'''

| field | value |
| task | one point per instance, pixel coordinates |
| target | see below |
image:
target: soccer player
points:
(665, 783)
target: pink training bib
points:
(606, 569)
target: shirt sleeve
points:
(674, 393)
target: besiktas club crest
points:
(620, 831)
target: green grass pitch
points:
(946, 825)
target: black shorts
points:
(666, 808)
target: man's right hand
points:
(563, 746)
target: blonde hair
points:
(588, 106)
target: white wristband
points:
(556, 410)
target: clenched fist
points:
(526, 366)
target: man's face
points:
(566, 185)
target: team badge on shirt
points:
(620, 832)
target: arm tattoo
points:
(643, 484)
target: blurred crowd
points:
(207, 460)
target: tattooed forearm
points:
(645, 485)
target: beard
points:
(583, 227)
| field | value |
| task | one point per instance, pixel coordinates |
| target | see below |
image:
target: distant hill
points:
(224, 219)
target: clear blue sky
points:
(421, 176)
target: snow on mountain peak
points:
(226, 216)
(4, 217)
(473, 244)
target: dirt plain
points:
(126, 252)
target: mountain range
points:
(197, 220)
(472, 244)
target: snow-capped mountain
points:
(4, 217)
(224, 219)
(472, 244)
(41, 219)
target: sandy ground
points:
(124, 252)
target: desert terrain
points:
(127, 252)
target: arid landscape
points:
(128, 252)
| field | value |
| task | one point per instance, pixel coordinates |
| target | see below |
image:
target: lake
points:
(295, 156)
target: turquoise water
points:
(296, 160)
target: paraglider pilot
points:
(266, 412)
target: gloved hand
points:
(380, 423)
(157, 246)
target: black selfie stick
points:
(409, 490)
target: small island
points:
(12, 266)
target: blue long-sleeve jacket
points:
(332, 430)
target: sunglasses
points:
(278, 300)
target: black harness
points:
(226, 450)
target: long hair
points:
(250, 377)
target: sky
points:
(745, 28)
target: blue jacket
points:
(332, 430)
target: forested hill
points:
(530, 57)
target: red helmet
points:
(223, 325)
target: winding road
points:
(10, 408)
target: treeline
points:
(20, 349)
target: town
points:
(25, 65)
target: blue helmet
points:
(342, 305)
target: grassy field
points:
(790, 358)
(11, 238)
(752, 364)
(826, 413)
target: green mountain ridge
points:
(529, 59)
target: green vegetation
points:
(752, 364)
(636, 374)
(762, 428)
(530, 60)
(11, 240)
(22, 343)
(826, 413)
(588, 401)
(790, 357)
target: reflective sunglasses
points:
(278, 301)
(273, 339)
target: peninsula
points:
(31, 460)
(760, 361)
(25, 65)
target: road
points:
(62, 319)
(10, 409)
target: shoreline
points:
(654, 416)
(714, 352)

'''

WHAT YOU WILL DO:
Copy out the whole listing exactly.

ANSWER TO THE PROBLEM:
| field | value |
| task | one point per instance, pixel coordinates |
| target | see below |
image:
target: soccer player
points:
(665, 783)
target: pink training bib
points:
(606, 569)
target: shirt sleeve
points:
(674, 393)
target: besiktas club crest
points:
(620, 831)
target: green grass pitch
points:
(946, 825)
target: black shorts
points:
(666, 808)
target: man's right hand
points:
(563, 746)
target: blonde hair
points:
(588, 106)
target: white wristband
points:
(556, 410)
target: clenched fist
points:
(526, 366)
target: man's face
points:
(566, 185)
target: team badge on shirt
points:
(620, 832)
target: arm tattoo
points:
(643, 484)
target: blurred crowd
points:
(207, 460)
target: tattooed forearm
points:
(645, 485)
target: beard
points:
(583, 227)
| field | value |
| task | one point per instance, pixel coordinates |
| target | see below |
image:
target: distant hill
points:
(224, 219)
target: clear blue sky
points:
(421, 176)
target: snow on mountain peak
points:
(226, 216)
(4, 217)
(473, 244)
target: dirt plain
points:
(126, 252)
target: mountain range
points:
(197, 220)
(472, 244)
target: snow-capped mountain
points:
(4, 217)
(224, 219)
(472, 244)
(41, 219)
target: sandy ground
points:
(124, 252)
target: desert terrain
points:
(127, 252)
target: arid landscape
points:
(128, 252)
| field | value |
| task | one point per instance, pixel coordinates |
| target | see below |
image:
target: lake
points:
(295, 156)
target: turquoise water
points:
(296, 160)
target: paraglider pilot
points:
(266, 412)
target: gloved hand
points:
(380, 423)
(157, 246)
target: black selfie stick
points:
(409, 490)
target: small island
points:
(12, 266)
target: blue long-sleeve jacket
points:
(332, 430)
target: sunglasses
points:
(278, 300)
target: black harness
points:
(226, 450)
target: long hair
points:
(250, 377)
target: sky
points:
(745, 28)
target: blue jacket
points:
(332, 430)
target: forested hill
points:
(530, 57)
target: red helmet
points:
(223, 325)
target: winding road
points:
(10, 408)
target: treeline
points:
(20, 349)
target: town
points:
(25, 65)
target: blue helmet
points:
(342, 305)
target: grassy field
points:
(790, 358)
(11, 238)
(752, 364)
(826, 413)
target: green mountain ridge
points:
(529, 59)
target: green vegetation
points:
(752, 364)
(636, 374)
(762, 428)
(530, 60)
(11, 240)
(22, 343)
(826, 413)
(588, 401)
(790, 357)
target: reflective sunglasses
points:
(278, 301)
(273, 339)
target: peninsula
points:
(31, 460)
(760, 361)
(25, 65)
target: road
points:
(62, 319)
(10, 409)
target: shoreline
points:
(654, 416)
(714, 352)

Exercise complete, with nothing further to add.